- **CONSEGNA**:
Trasforma tutte le righe del materiale che segue in un elenco numerato, escludendo le righe vuote e le immagini.

[Record di annotazione a punti]
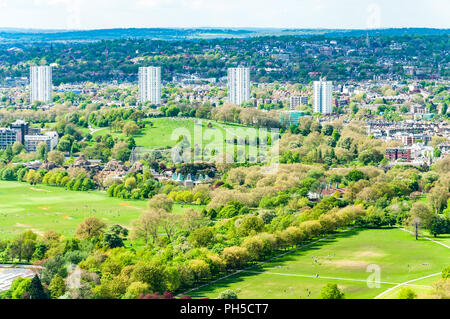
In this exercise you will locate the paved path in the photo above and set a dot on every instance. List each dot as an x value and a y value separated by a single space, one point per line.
404 283
409 281
261 263
9 273
427 238
324 277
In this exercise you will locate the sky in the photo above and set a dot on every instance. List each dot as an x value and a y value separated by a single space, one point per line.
104 14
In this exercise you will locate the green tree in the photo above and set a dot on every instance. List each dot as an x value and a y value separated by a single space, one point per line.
227 294
57 286
36 290
331 291
406 293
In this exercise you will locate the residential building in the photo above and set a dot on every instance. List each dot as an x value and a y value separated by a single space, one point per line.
7 137
323 97
41 86
21 127
150 85
399 153
238 85
32 141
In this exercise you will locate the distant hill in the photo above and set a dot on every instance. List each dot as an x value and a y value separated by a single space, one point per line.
13 35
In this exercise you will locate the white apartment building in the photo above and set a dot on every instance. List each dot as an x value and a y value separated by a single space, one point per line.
41 87
323 97
238 85
32 141
297 100
150 85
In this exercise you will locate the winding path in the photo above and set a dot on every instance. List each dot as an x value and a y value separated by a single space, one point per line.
409 281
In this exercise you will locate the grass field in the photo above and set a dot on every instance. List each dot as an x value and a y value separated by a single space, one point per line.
40 208
164 132
343 259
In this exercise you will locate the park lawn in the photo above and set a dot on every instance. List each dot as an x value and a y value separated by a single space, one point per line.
41 208
164 132
442 238
344 258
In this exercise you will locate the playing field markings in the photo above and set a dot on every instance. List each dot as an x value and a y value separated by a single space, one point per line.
405 283
265 261
427 238
324 277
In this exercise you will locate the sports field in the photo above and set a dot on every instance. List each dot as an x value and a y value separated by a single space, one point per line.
343 259
164 132
40 208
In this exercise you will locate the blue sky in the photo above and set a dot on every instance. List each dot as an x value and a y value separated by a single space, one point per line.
348 14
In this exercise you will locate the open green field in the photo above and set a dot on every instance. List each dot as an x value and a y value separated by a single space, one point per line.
40 208
164 132
342 259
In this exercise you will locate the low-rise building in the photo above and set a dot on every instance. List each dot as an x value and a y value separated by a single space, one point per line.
32 141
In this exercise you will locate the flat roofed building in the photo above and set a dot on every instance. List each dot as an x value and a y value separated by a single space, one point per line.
323 97
7 137
150 85
41 87
297 100
238 85
32 141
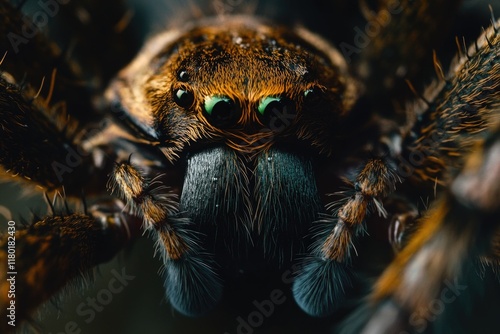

- **RISULTATO**:
1. In this exercise you will locate the paved path in the photo above and set a dot on every instance. List each dot as an x value and a y value separated by a single space, one point per line.
2. 404 283
3. 409 281
4. 261 263
5. 9 273
6. 427 238
7. 324 277
8. In this exercise you will locate the sky in the photo above and set a dot on every instance. List each dot as an x value and a y value separated by a single space, one point per line.
9. 104 14
10. In this exercise you will locate the green tree in the photo above and set a dot on every instance. List each dot as an x value and a y value separated by a single space, one point per line.
11. 227 294
12. 57 286
13. 36 290
14. 331 291
15. 406 293
16. In this exercise you will locate the residential building in the photo above and set a dot on every instance. List each dot as an x value and a y value separated by a single space, one point per line.
17. 7 137
18. 323 97
19. 41 86
20. 21 127
21. 150 85
22. 399 153
23. 238 85
24. 32 141
25. In this exercise you will locate the distant hill in the photo above and set a dot on every instance. List each dot as an x value and a y value separated by a single space, one point per line.
26. 13 35
27. In this exercise you will locate the white apartment building in the photo above and set a dot on every instance. List each dot as an x value and a y value separated by a single space, one point per line.
28. 41 87
29. 323 97
30. 238 85
31. 32 141
32. 297 100
33. 150 85
34. In this exercise you will locate the winding path in the photo above and set a dot on every instance. List each dot as an x value and a y value separated by a single space, one point per line.
35. 409 281
36. In this exercise you will locate the grass field in the photo above and set a dot on every instance. List each dot as an x value and a y value separated by a single space, one point per line.
37. 40 208
38. 164 132
39. 343 259
40. In this exercise you will locate the park lawn in the photo above and set a dot on every instance. List each dot as an x value and a y value separated by a single space, one point per line.
41. 41 208
42. 164 132
43. 442 238
44. 344 258
45. In this exercise you will locate the playing field markings in the photo above and set a dot on every instance. List each dot as an x value and a y value separated by a single space, one point per line.
46. 405 283
47. 265 261
48. 427 238
49. 324 277
50. In this exercise you will locate the sports field in the photo above and set a dot on every instance. List each dot as an x value and a y value separated by a single space, one point per line.
51. 343 259
52. 164 132
53. 40 208
54. In this exercise you will locate the blue sky in the photo above and set a dot on every instance. List each dot as an x value and a y value separated by a single space, one point per line.
55. 348 14
56. In this exercise you will locate the open green field in the photo above and set a dot on every instance. List each dot as an x value and a y value separated by a single space, one point per line.
57. 40 208
58. 164 132
59. 342 259
60. In this exercise you will locate the low-rise building in the photo above and set a dot on every instance. List each dot as an x value and a y value separated by a single space, one point per line.
61. 32 141
62. In this exercise you will locate the flat roofed building in the photo above and set a dot on every instance. List each dot as an x value and a y value separated by a single space, one point per line.
63. 323 97
64. 7 137
65. 150 85
66. 41 87
67. 297 100
68. 238 85
69. 32 141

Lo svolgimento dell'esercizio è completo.